### Activity
Transcribe every record exactly.

Data entries:

Segment Open

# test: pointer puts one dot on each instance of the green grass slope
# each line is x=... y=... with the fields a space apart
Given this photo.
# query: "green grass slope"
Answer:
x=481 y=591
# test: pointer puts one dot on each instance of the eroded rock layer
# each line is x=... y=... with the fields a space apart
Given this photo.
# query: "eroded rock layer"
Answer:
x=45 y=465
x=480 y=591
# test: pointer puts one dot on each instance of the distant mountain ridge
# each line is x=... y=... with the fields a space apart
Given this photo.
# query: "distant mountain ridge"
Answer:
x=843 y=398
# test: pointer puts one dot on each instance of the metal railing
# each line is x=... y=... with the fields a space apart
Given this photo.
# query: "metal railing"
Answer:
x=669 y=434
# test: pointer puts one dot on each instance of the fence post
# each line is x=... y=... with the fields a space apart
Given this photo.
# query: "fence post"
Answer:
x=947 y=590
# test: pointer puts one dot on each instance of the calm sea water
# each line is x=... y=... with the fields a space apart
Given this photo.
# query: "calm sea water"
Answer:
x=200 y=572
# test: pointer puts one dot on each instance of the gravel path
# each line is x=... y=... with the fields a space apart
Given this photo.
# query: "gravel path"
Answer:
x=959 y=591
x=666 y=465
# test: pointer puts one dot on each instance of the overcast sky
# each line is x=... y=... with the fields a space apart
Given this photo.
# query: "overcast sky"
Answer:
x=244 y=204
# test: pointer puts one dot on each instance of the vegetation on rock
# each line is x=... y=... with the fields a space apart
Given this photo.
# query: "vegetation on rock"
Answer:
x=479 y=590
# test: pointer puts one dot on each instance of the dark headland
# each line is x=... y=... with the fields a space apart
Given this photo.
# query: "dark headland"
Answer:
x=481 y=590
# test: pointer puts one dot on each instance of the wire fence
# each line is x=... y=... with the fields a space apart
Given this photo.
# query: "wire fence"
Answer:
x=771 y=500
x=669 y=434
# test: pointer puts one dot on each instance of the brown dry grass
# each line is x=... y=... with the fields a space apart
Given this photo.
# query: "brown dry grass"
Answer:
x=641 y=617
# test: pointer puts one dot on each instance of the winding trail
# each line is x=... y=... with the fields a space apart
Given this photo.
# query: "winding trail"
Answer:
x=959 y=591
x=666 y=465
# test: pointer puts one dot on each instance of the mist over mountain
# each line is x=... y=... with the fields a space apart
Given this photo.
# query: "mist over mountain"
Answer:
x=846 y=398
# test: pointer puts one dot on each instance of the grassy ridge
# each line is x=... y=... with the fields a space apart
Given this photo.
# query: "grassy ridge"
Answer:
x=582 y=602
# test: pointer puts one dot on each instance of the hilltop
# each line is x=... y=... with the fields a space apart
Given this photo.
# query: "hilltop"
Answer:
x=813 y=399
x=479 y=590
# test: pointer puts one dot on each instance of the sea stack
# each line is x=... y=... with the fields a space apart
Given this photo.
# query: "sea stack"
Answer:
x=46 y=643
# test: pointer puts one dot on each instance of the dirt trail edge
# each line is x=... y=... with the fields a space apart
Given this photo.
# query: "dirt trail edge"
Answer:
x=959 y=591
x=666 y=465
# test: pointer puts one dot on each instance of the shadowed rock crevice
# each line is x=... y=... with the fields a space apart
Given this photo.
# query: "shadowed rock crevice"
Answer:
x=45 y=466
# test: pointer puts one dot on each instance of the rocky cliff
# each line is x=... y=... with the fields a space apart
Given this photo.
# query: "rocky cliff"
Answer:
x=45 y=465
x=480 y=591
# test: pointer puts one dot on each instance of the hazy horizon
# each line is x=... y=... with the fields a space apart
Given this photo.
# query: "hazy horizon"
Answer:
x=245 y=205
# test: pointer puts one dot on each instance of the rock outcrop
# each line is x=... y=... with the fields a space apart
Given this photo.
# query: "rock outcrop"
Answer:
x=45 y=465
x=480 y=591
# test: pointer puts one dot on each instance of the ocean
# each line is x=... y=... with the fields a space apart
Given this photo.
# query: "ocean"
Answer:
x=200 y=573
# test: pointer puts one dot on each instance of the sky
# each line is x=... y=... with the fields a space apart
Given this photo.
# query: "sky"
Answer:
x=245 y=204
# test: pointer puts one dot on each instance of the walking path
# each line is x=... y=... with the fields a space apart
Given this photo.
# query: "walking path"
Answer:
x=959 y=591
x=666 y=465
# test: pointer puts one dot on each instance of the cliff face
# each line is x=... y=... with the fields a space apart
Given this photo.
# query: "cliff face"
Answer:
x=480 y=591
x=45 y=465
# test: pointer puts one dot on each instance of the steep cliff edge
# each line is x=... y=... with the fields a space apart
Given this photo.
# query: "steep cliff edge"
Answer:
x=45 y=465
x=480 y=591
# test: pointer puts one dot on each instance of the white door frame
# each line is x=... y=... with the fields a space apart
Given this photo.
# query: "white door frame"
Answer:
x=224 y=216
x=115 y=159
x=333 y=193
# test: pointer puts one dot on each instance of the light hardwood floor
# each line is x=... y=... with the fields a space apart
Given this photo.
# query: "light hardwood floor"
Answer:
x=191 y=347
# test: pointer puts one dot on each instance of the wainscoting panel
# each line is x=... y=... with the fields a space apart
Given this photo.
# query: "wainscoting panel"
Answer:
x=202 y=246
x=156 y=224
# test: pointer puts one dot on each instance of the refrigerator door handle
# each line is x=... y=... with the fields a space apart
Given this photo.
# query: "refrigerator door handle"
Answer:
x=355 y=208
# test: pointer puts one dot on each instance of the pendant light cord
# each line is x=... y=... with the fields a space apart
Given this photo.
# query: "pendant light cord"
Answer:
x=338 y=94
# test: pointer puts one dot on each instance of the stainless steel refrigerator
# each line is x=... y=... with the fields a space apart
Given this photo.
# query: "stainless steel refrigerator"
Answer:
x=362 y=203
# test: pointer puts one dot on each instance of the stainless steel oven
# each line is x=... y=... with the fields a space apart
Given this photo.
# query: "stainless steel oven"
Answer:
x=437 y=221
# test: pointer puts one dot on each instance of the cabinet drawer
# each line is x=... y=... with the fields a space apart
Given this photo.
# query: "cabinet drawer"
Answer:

Segment Closed

### The answer
# test: pointer puts one dot on each instance of the green grass slope
# each line is x=... y=... with the fields a space apart
Given this photo.
# query: "green grass slope"
Answer:
x=481 y=591
# test: pointer puts one dot on each instance of the eroded rock layer
# each line is x=... y=... with the fields a space apart
Given this photo.
# query: "eroded rock layer"
Answer:
x=45 y=465
x=480 y=591
# test: pointer puts one dot on each instance of the distant mountain ridge
# each line is x=... y=... with the fields a space apart
Given this photo.
# query: "distant mountain ridge"
Answer:
x=843 y=398
# test: pointer puts one dot on each instance of the metal railing
# each line is x=... y=... with the fields a space apart
Given this photo.
# query: "metal railing"
Answer:
x=669 y=434
# test: pointer puts one dot on each instance of the fence post
# each line is x=... y=... with the fields a space apart
Given this photo.
# query: "fence post"
Answer:
x=947 y=590
# test: pointer puts one dot on each instance of the calm sea water
# each line is x=... y=... with the fields a space apart
Given this photo.
# query: "calm sea water"
Answer:
x=200 y=572
# test: pointer puts one dot on each instance of the gravel path
# each line is x=... y=... with the fields a space apart
Given this photo.
# query: "gravel path"
Answer:
x=959 y=591
x=666 y=465
# test: pointer puts one dot on each instance of the overcast sky
# each line is x=... y=... with the fields a space apart
Given this photo.
# query: "overcast sky"
Answer:
x=244 y=204
# test: pointer puts one dot on each instance of the vegetation on rock
# each line is x=... y=... with the fields a space apart
Given this photo.
# query: "vegetation on rock"
Answer:
x=479 y=590
# test: pointer puts one dot on each instance of the dark headland
# each line is x=... y=... with the fields a space apart
Given this photo.
# query: "dark headland"
Answer:
x=481 y=590
# test: pointer puts one dot on each instance of the wire fence
# each line is x=... y=... with the fields a space apart
Given this photo.
# query: "wire fence"
Answer:
x=771 y=500
x=669 y=434
# test: pointer puts one dot on each instance of the brown dry grass
# each line is x=... y=... with the fields a space apart
Given this photo.
# query: "brown dry grass"
Answer:
x=641 y=617
# test: pointer puts one dot on each instance of the winding trail
# each line is x=... y=... with the fields a space apart
Given this photo.
# query: "winding trail"
Answer:
x=959 y=591
x=666 y=465
# test: pointer puts one dot on each instance of the mist over mountain
# each line is x=... y=... with the fields a space apart
Given this photo.
# query: "mist over mountain"
Answer:
x=846 y=398
# test: pointer puts one dot on each instance of the grassy ridge
# each line is x=... y=... with the fields a space apart
Given this photo.
# query: "grassy ridge"
Answer:
x=582 y=602
# test: pointer puts one dot on each instance of the hilltop
# each line is x=... y=... with the fields a space apart
Given this photo.
# query: "hilltop"
Answer:
x=813 y=399
x=479 y=590
# test: pointer puts one dot on each instance of the sea stack
# each line is x=... y=... with the fields a space apart
Given this photo.
# query: "sea stack"
Answer:
x=46 y=643
# test: pointer puts one dot on each instance of the dirt trail edge
# each line is x=... y=... with the fields a space apart
Given this photo.
# query: "dirt trail edge"
Answer:
x=959 y=591
x=666 y=465
# test: pointer puts one dot on each instance of the shadowed rock crevice
# each line is x=... y=... with the fields a space apart
Given this photo.
# query: "shadowed rock crevice"
Answer:
x=45 y=466
# test: pointer puts one dot on each instance of the rocky cliff
# each line is x=... y=... with the fields a space apart
Given this photo.
# query: "rocky cliff"
Answer:
x=45 y=465
x=480 y=591
# test: pointer puts one dot on each instance of the hazy horizon
# each line is x=... y=... with the fields a space apart
Given this photo.
# query: "hazy horizon"
Answer:
x=245 y=205
# test: pointer puts one dot on each instance of the rock outcrop
# each line is x=... y=... with the fields a space apart
Given this photo.
# query: "rock outcrop"
Answer:
x=45 y=465
x=480 y=591
# test: pointer puts one dot on each instance of the ocean
# each line is x=... y=... with the fields a space apart
Given this photo.
# query: "ocean"
Answer:
x=200 y=573
# test: pointer puts one dot on each instance of the sky
# each line is x=... y=... with the fields a space apart
Given this photo.
# query: "sky"
Answer:
x=245 y=204
# test: pointer puts one dot on each instance of the walking path
# each line is x=... y=... with the fields a space apart
Given this photo.
# query: "walking path"
Answer:
x=959 y=591
x=666 y=465
# test: pointer puts one dot on each instance of the cliff face
# each line is x=... y=... with the fields a space apart
Given this photo.
# query: "cliff face"
Answer:
x=480 y=591
x=45 y=465
# test: pointer puts one dot on each instance of the steep cliff edge
# each line is x=... y=... with the fields a space apart
Given this photo.
# query: "steep cliff edge"
Answer:
x=45 y=465
x=480 y=591
# test: pointer puts one dot on each instance of the white door frame
# each line is x=... y=... with the fields a space apart
Given this photo.
# query: "white door frame"
Answer:
x=224 y=216
x=115 y=159
x=333 y=193
# test: pointer puts one dot on each instance of the light hardwood floor
# each line is x=... y=... with the fields a space apart
Given this photo.
# query: "light hardwood floor"
Answer:
x=191 y=347
# test: pointer puts one dot on each instance of the wainscoting panel
# each line is x=... y=... with the fields a space apart
Given this photo.
# query: "wainscoting panel"
Answer:
x=202 y=246
x=156 y=224
# test: pointer puts one dot on each instance of the refrigerator door handle
# each line is x=... y=... with the fields a space apart
Given this photo.
# query: "refrigerator door handle"
Answer:
x=355 y=208
# test: pointer puts one dot on each instance of the pendant light cord
# each line is x=... y=... with the fields a space apart
Given this photo.
# query: "pendant light cord"
Answer:
x=338 y=94
# test: pointer puts one dot on each instance of the stainless steel refrigerator
# each line is x=... y=... with the fields a space apart
Given this photo.
# query: "stainless steel refrigerator"
Answer:
x=362 y=203
# test: pointer puts one dot on each instance of the stainless steel oven
# each line is x=... y=... with the fields a space apart
Given this photo.
# query: "stainless steel oven"
Answer:
x=437 y=221
# test: pointer puts one dot on each instance of the cabinet drawer
# each line is x=... y=... with the fields a space apart
Given this photo.
# query: "cabinet drawer"
Answer:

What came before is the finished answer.